• DIRECTIONS FOR THIS TASK
Take the part of the entries below that opens with the line containing "Where can you see the patch" and closes with the line containing "column 203, row 69", and write those lines out again with "sample" swapped for "template" and nothing else changed.

• DATASET EXCERPTS
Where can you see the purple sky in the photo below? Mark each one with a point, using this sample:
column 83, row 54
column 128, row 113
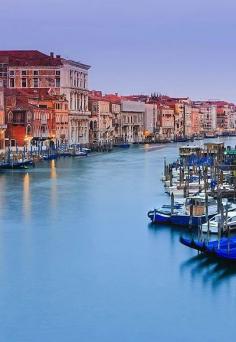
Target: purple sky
column 177, row 47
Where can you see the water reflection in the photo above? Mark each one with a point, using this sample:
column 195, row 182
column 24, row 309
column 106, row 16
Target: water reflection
column 53, row 176
column 26, row 197
column 211, row 271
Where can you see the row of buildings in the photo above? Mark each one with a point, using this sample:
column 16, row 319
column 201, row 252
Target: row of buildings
column 45, row 98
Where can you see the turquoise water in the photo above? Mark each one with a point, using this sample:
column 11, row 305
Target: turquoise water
column 79, row 261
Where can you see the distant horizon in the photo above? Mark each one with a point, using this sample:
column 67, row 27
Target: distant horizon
column 134, row 47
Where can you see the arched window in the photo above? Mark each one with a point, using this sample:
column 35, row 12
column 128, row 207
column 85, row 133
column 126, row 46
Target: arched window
column 10, row 117
column 28, row 130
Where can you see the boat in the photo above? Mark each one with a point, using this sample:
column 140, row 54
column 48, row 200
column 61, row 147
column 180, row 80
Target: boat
column 85, row 149
column 163, row 214
column 80, row 154
column 224, row 248
column 122, row 145
column 181, row 216
column 50, row 156
column 16, row 165
column 210, row 246
column 215, row 221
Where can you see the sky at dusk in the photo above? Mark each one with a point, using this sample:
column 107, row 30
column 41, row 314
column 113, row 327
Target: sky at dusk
column 176, row 47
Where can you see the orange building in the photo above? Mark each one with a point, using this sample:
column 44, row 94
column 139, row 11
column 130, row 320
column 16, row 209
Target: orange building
column 31, row 116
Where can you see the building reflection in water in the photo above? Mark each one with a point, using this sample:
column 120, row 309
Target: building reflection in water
column 211, row 272
column 3, row 200
column 53, row 176
column 26, row 197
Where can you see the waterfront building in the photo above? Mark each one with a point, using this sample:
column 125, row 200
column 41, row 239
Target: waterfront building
column 195, row 119
column 101, row 119
column 74, row 84
column 33, row 69
column 167, row 122
column 207, row 116
column 232, row 120
column 132, row 120
column 2, row 118
column 115, row 109
column 35, row 116
column 151, row 124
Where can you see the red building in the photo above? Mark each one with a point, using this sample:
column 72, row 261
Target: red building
column 31, row 115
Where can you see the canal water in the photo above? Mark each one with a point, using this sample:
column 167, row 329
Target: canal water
column 80, row 262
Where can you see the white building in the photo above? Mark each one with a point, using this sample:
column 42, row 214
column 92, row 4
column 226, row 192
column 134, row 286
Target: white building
column 74, row 84
column 132, row 120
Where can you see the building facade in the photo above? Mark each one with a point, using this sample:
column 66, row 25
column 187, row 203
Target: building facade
column 132, row 121
column 33, row 69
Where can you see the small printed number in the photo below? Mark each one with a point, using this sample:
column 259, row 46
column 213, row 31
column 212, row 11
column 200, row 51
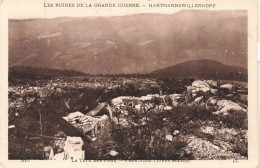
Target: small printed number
column 25, row 160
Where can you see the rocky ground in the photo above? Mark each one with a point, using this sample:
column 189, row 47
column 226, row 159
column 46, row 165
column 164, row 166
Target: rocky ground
column 206, row 120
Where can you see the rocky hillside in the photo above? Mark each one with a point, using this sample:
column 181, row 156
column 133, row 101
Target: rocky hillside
column 138, row 43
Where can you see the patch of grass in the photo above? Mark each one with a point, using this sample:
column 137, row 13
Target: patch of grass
column 236, row 119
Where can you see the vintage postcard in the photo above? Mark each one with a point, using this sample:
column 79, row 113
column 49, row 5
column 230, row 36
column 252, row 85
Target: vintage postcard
column 128, row 83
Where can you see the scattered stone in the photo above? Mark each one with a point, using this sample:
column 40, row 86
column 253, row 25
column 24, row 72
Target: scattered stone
column 169, row 137
column 227, row 86
column 11, row 126
column 224, row 106
column 176, row 132
column 113, row 153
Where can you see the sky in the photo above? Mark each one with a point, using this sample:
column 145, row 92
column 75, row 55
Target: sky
column 35, row 8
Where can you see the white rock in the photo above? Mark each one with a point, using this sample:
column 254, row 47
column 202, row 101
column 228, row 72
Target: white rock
column 198, row 99
column 113, row 153
column 176, row 132
column 227, row 86
column 212, row 83
column 169, row 137
column 167, row 108
column 213, row 91
column 11, row 126
column 226, row 105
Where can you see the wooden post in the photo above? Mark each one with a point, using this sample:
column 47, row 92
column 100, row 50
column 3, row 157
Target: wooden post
column 41, row 133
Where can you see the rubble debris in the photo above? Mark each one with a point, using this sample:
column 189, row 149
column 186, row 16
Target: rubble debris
column 224, row 106
column 227, row 86
column 11, row 126
column 113, row 153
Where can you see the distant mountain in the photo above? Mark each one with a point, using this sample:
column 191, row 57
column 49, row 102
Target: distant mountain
column 138, row 43
column 24, row 73
column 203, row 69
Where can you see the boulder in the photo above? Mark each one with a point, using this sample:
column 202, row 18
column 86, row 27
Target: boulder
column 200, row 84
column 169, row 137
column 73, row 144
column 212, row 101
column 214, row 91
column 224, row 106
column 212, row 83
column 227, row 86
column 175, row 99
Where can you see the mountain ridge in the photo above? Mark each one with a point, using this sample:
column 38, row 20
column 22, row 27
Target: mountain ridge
column 138, row 43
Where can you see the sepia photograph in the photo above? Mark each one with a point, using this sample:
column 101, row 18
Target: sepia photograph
column 143, row 86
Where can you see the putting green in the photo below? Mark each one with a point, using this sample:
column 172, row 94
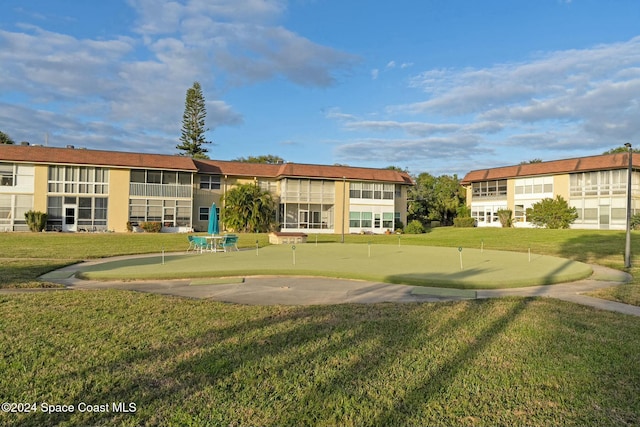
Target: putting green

• COMPLETE RESPONSE
Where can you see the patch of grass in the photo above? Mark each one with a point, using this template:
column 137, row 13
Target: patch of grass
column 236, row 119
Where can you see the vintage postcard in the photo above? Mark each one with a point, using this template:
column 79, row 113
column 49, row 5
column 230, row 36
column 252, row 85
Target: vintage postcard
column 128, row 83
Where can you see the scattered stone in the photo above? Mark each one with a point, using this template:
column 40, row 86
column 253, row 25
column 24, row 72
Target: scattered stone
column 169, row 137
column 227, row 86
column 11, row 126
column 224, row 106
column 176, row 132
column 113, row 153
Where can you see the sky in the photo above? Mark each one with a point, using this template:
column 145, row 92
column 75, row 55
Target: sky
column 35, row 8
Where can you see the white rock in the photo above? Mark each one with a point, using this template:
column 254, row 47
column 202, row 101
column 228, row 72
Target: white rock
column 198, row 99
column 113, row 153
column 176, row 132
column 227, row 86
column 212, row 83
column 169, row 137
column 167, row 108
column 213, row 91
column 11, row 126
column 226, row 105
Where can you see the wooden post in the photo above? Mark each one with a point, using this template:
column 47, row 92
column 100, row 50
column 3, row 157
Target: wooden post
column 41, row 133
Where can you see the rubble debris in the photo above? Mark each one with a point, using this template:
column 189, row 149
column 186, row 16
Target: rubble debris
column 224, row 106
column 227, row 86
column 11, row 126
column 113, row 153
Where can you see the distant mountain in the photo above? Mark each one with a point, using this template:
column 191, row 57
column 49, row 102
Target: distant mountain
column 138, row 43
column 24, row 73
column 203, row 69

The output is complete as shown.